** START OF Excerpted text **

Netaji Subhash Engineering College or NSEC is a graduate and undergraduate engineering college of eastern India located in Kolkata, West Bengal, India. Established in 1998, it is situated at Techno City, Panchpota, Garia in the southern part of Kolkata.

Academics

NBA and TEQIP
In 2005 the college was given accreditation from the National Board of Accreditation (NBA) for B.Tech in Computer Science and Engineering, Electronics and Communication Engineering, Electrical Engineering. In April 2008 the same accreditation was given for information technology. The college was also selected for an educational grant from the World Bank in its Technical Education Quality Improvement Program (TEQIP) as one of the few institutes in West Bengal. NSEC ranked Second in Project Implementation of TEQIP (following Jadavpur University which achieved first place in West Bengal).

Ranking

The institute is ranked among 251-300 rankband in the National Institutional Ranking Framework (NIRF)  2020 Engineering Ranking.

Industry Academia Partnership Initiative
In 2008, Infosys launched the Campus Connect program, an industry-academia partnership initiative, with 60 colleges in India. The college was one of the institutes that was selected for the program and as of 2015, the program is still active.

Organisation and administration 
Department of Computer Sciences
 Doctoral Program (PhD) in Cellular Automata, Web Intelligence, Distributed Computing, Neural Networks, Artificial Intelligence, Multimedia Systems and Compiler Design.

Department of Electrical Engineering
 Doctoral program (PhD) in Electrical Power System, Electrical Machines and Control Engineering.

Department of Basic Engineering Sciences
 3-years undergraduate program covering all branches of Science, the knowledge of which are required in the field of Engineering.

Student life

Phoenix, the Official Tech Club

The history of PHOENIX, the official Tech Club of the college, dates back to 2006, when seven students formed a platform that would think beyond the academic courses that everyone studies in college. Thus began Phoenix — the Tech Club. Today, every student of NSEC is essentially a member of Phoenix and the club is well known in other tech colleges of the state.
The functioning of Phoenix stands on its various pillars: The PR Team, the Creative Team, the Database Team, the Web Team, the C Team, the Photography Team etc. Today, besides organising the three big events (Avenir – the annual Tech Fest, Brainstormer – The Inter College Quiz Competition and Kurukshetra – the Intra College Debate Competition) Phoenix holds forums. Presently these are: The C Forum, The Robonix Forum, The SSPD forum and the Web Designing Forum. "Come, Let's Rise", is the motto of the club

Annual Tech Fest
The Annual Tech Fest Avenir is one of the earliest Tech Fests of Kolkata was set up with help from Kshitij of Indian Institute of Technology, Kharagpur. The tech fest has seen participants from almost all major engineering colleges of West Bengal. It started in 2003 with a participation of 100 people. Over the years it has grown enormously with Avenir 2014 seeing participants count of over 4000 from all major engineering colleges of the state but organised once in 4 years.

** END OF Excerpted text **

» **Objective**:
Using the passage on Netaji Subhash Engineering College, decide whether each statement agrees with it, and support each yes or no with the deciding words quoted from the passage. 1. The college was established in 1998. 2. The college received NBA accreditation for information technology in 2005. 3. Phoenix was started by seven students.

** START OF Data extract **

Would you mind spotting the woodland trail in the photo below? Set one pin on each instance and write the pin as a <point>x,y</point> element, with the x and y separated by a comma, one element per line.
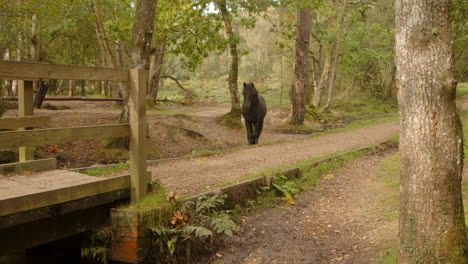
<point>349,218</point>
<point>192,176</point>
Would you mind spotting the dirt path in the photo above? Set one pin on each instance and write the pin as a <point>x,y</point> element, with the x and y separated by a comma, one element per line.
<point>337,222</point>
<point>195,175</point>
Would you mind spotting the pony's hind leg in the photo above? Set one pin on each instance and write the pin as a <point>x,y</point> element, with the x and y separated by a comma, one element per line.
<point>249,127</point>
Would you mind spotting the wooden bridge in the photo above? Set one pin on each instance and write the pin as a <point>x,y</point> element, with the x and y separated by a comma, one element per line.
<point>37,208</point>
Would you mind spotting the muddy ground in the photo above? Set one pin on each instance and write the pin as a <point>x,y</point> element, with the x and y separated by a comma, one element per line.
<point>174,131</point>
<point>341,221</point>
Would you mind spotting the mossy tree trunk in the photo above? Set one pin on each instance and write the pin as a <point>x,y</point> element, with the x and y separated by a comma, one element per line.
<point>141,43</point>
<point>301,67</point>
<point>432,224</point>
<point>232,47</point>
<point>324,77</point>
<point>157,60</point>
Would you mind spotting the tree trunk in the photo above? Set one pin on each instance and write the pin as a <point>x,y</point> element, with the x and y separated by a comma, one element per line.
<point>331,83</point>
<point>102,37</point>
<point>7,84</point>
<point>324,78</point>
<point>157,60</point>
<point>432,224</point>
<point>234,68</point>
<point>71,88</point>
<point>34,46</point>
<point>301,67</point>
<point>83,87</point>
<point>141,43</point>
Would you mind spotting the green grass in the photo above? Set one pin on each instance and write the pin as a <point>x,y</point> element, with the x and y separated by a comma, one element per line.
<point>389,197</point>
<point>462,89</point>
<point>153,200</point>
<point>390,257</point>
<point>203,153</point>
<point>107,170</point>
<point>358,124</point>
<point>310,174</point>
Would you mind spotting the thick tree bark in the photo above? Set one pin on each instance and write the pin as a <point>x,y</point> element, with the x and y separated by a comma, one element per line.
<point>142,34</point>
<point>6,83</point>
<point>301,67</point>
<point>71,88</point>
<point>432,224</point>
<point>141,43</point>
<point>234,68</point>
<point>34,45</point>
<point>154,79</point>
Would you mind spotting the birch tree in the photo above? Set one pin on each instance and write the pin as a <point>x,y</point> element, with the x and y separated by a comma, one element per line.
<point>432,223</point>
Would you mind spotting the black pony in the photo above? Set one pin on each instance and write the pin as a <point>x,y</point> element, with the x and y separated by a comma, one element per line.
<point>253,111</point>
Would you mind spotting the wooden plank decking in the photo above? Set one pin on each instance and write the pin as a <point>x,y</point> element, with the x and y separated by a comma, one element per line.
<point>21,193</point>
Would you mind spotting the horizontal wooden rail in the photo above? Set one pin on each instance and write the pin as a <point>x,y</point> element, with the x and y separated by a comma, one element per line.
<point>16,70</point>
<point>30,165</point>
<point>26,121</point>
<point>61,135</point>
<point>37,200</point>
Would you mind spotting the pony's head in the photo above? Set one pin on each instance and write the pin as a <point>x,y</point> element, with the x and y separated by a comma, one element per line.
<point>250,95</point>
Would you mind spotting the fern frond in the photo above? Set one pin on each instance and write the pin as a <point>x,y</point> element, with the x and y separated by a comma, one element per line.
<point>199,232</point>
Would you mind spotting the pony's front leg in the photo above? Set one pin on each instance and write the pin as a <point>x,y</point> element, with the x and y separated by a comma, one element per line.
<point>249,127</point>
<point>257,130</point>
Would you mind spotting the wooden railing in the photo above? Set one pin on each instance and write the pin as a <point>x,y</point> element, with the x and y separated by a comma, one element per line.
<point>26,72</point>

** END OF Data extract **

» **Output for this task**:
1. Yes: "Established in 1998"
2. No: "In April 2008 the same accreditation was given for information technology."
3. Yes: "seven students formed a platform"